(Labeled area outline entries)
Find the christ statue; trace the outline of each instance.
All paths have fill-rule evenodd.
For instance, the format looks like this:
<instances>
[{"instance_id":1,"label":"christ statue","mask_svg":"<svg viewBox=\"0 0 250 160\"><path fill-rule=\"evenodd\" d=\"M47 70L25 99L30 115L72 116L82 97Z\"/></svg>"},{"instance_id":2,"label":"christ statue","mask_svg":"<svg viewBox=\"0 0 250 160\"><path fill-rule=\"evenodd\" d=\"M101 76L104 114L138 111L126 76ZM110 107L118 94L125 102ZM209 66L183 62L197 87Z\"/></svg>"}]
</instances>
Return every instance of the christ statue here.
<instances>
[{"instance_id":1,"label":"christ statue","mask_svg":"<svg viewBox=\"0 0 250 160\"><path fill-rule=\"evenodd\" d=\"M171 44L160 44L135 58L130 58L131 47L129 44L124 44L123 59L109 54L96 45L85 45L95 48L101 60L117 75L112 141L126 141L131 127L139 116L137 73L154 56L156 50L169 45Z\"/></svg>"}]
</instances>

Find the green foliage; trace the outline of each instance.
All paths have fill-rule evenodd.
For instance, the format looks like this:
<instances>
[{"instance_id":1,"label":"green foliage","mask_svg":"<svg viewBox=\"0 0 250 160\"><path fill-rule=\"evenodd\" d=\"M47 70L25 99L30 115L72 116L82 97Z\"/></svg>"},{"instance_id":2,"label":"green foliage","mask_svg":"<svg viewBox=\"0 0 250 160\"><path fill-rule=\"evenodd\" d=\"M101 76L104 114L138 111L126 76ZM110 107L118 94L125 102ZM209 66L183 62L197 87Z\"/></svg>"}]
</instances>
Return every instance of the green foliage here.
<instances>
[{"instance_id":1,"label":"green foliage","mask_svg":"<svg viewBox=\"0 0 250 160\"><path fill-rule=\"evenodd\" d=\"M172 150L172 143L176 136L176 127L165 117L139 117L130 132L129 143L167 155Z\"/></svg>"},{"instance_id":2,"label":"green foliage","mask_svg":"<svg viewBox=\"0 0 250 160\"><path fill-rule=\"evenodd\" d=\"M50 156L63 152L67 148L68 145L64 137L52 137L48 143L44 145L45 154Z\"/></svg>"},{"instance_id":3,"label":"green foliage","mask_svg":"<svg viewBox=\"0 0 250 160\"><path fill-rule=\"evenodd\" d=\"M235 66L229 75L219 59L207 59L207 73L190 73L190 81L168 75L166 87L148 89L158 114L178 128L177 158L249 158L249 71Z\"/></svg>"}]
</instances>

## THE EXERCISE
Output the entries exactly.

## FINAL RESULT
Find the christ statue; trace the outline of each instance.
All paths have fill-rule evenodd.
For instance, the format looks like this:
<instances>
[{"instance_id":1,"label":"christ statue","mask_svg":"<svg viewBox=\"0 0 250 160\"><path fill-rule=\"evenodd\" d=\"M47 70L25 99L30 115L72 116L82 97Z\"/></svg>"},{"instance_id":2,"label":"christ statue","mask_svg":"<svg viewBox=\"0 0 250 160\"><path fill-rule=\"evenodd\" d=\"M101 76L104 114L138 111L126 76ZM110 107L118 94L125 102ZM209 66L183 62L197 87Z\"/></svg>"}]
</instances>
Return every instance of the christ statue here.
<instances>
[{"instance_id":1,"label":"christ statue","mask_svg":"<svg viewBox=\"0 0 250 160\"><path fill-rule=\"evenodd\" d=\"M171 44L160 44L135 58L130 58L131 47L129 44L124 44L123 59L109 54L96 45L85 45L95 48L101 60L117 75L112 141L126 141L131 127L139 116L137 73L154 56L156 50L169 45Z\"/></svg>"}]
</instances>

Find the green foliage; trace the outline of each instance.
All paths have fill-rule evenodd.
For instance, the format looks like this:
<instances>
[{"instance_id":1,"label":"green foliage","mask_svg":"<svg viewBox=\"0 0 250 160\"><path fill-rule=\"evenodd\" d=\"M47 70L25 99L30 115L72 116L82 97Z\"/></svg>"},{"instance_id":2,"label":"green foliage","mask_svg":"<svg viewBox=\"0 0 250 160\"><path fill-rule=\"evenodd\" d=\"M101 76L104 114L138 111L126 76ZM110 107L118 94L125 102ZM209 66L183 62L197 87Z\"/></svg>"}]
</instances>
Return every instance of the green foliage here.
<instances>
[{"instance_id":1,"label":"green foliage","mask_svg":"<svg viewBox=\"0 0 250 160\"><path fill-rule=\"evenodd\" d=\"M172 150L172 143L176 136L176 127L165 117L139 117L130 132L129 143L167 155Z\"/></svg>"},{"instance_id":2,"label":"green foliage","mask_svg":"<svg viewBox=\"0 0 250 160\"><path fill-rule=\"evenodd\" d=\"M50 156L63 152L67 148L68 145L64 137L52 137L48 143L44 145L45 154Z\"/></svg>"},{"instance_id":3,"label":"green foliage","mask_svg":"<svg viewBox=\"0 0 250 160\"><path fill-rule=\"evenodd\" d=\"M235 66L229 75L219 59L207 59L207 73L190 73L190 81L168 75L166 87L148 89L158 114L178 128L177 158L249 158L249 71Z\"/></svg>"}]
</instances>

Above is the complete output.